++++ Text block
Back On Track Together
SO frustrated
I have done everything right. Yesterday was the picture perfect meal plans for a day and I woke up with a two pound gain today. WHat gives? I'm so frustrated. How can I have gained 2 pounds? I'm going to work on drinking more water today because the only thing I can figure is that I'm retaining water. It doesn't matter how the weight came on over night just that it did. I'm so frustrated and disappointed. I feel like a big fat failure. I had only been to 17 lb loss and now I'm up 2 lbs. I pray that drinking more water today gets me the loss that I gained. I can't believe I've gained 2 pounds, TWO POUNDS. that is ridiculous. I hate my body and it's way of messing with me just when I think I'm doing good.
on 12/13/16 5:18 am
No one likes to see the number on the scale go up. And nothing anyone can say can completely make that anger go away. But try to remind yourself that those numbers are not 100 percent accurate! If you KNOW you have been eating right then it is impossible for you to have gained 2 TRUE pounds right? For me, if I eat a bowl of chili or anything really salty, the scale will go up as much as 4 pounds for a day or even at times 2 (talk about a scare)! But then drop back down and often go even lower because my weight was actually going down but the salt caused me to hold water-not pounds. If this makes sense? It's frustrating, we work so hard to see the number on the scale go down! It never seems fair when it goes up and often is just a mystery. But over time I have come to know certain foods/meals do that to me. I don't avoid them, I just prepare myself for it so it isn't such a shock to me. Increasing your water is never a bad idea, but beating yourself up over it when you have done nothing wrong is! Give it a day or even two and see if your body stabilizes.
Thanks Brandi,
I was up at 3 when I weighed myself. I stayed up for an hour and in that time i drank 24 oz of water. I went back to sleep and slept for two hours. When I woke up again I was down one of the two pounds that I had gained. So I'm hoping if I keep my water high today that tomorrow the weight will come off but boy did that scare me. I don't want to gain. I'm So glad the one pound came off. I can't wait till I'm at goal and I don't have to panic over a pound or two. I can just get back on track till it's off.
++++++++
++++ Data listing
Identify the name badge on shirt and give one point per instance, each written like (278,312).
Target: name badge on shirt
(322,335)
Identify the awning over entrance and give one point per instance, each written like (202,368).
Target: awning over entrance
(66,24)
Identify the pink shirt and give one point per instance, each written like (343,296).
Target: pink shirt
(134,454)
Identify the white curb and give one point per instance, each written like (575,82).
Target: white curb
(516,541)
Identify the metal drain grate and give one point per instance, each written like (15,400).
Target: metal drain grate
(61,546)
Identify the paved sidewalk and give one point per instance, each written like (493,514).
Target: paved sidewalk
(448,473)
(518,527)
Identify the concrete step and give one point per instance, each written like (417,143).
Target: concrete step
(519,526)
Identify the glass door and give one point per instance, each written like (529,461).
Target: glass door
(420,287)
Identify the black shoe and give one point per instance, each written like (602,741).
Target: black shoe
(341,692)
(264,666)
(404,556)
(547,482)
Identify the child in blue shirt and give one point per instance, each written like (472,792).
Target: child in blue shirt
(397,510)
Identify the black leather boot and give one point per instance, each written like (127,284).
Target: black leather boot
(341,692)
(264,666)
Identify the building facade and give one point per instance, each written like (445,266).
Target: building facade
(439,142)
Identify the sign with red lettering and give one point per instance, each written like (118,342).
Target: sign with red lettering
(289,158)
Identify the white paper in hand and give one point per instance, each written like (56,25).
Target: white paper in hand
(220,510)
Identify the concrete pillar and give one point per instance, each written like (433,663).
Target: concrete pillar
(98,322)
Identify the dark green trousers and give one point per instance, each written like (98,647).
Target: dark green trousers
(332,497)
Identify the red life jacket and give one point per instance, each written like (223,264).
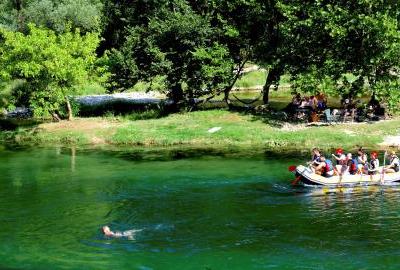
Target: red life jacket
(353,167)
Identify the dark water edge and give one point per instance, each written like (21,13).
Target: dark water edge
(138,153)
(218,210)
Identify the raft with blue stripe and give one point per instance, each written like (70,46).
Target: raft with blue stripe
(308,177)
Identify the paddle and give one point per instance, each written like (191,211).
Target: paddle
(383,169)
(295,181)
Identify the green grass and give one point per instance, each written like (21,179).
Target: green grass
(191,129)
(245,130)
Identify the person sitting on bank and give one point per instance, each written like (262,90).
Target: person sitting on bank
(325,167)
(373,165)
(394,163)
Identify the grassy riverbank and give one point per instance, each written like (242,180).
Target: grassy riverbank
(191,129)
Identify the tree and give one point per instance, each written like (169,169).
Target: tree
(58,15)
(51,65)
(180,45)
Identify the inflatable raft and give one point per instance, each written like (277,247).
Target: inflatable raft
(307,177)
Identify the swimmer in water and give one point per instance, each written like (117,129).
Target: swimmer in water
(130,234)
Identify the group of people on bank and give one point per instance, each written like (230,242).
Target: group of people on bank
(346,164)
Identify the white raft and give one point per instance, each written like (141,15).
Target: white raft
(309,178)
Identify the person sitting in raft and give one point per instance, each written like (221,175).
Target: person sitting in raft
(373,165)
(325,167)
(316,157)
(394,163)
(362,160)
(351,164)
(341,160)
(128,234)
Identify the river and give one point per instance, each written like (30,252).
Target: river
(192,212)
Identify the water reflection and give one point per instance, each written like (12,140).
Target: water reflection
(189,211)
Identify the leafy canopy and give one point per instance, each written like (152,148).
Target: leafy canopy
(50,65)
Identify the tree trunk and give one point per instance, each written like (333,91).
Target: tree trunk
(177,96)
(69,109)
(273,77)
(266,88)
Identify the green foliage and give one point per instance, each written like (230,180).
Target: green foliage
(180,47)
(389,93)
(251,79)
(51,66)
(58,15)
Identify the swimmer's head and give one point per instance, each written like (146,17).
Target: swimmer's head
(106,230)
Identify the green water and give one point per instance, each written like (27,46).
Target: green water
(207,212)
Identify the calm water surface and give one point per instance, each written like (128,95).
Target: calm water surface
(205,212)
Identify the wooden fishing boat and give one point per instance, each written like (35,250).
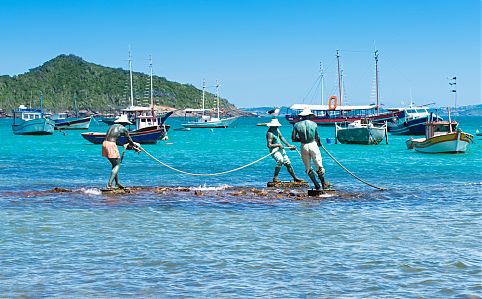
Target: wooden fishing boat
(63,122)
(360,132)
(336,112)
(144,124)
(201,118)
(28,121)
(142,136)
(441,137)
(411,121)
++++++++
++++ Data listing
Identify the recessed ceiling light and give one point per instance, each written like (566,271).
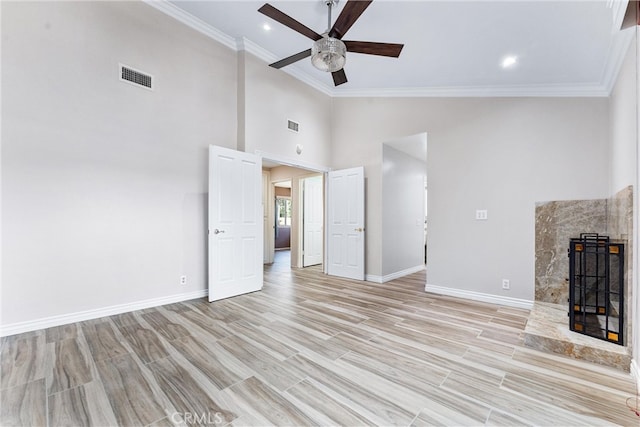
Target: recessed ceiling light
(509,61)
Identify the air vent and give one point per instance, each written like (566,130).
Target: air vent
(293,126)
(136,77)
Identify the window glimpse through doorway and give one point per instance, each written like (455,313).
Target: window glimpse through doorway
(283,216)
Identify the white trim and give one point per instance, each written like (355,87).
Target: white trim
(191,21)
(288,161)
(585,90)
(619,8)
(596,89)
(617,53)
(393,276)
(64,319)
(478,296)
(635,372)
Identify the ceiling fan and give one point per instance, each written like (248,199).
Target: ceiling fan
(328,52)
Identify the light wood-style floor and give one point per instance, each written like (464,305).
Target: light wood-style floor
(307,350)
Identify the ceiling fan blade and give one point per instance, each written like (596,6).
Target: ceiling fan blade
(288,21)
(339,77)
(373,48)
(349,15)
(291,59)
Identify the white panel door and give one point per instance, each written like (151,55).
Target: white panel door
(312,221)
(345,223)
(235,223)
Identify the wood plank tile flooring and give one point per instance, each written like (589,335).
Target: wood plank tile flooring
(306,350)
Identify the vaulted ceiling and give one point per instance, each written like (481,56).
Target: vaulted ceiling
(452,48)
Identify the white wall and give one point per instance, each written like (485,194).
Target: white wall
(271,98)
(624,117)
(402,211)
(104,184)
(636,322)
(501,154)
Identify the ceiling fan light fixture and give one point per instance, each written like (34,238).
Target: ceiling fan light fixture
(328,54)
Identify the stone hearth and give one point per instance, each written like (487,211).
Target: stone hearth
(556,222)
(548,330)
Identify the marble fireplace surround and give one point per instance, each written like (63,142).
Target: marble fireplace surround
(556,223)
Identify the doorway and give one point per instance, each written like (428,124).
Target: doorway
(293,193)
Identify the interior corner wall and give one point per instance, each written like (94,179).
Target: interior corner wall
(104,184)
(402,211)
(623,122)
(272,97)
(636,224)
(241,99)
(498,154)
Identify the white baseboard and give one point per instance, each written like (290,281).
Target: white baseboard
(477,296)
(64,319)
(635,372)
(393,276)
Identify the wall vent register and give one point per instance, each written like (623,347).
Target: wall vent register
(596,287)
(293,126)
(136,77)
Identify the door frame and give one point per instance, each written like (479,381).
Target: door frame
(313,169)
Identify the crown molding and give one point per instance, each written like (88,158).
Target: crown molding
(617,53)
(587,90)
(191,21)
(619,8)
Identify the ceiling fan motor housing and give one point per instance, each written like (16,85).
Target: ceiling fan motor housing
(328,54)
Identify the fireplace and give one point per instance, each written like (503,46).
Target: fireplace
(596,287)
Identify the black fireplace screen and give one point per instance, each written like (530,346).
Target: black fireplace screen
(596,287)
++++++++
**Task to complete**. In the thread about an overnight two-pound gain, why does the reply say the scale can go up after a bowl of chili or something very salty? Answer in one to three sentences. You can disregard the entries; the task uses only the text.

**Your solution**. The salt makes the body hold water, so the scale rises even though no real pounds were gained. The number then drops back and often goes even lower, because the weight was actually going down.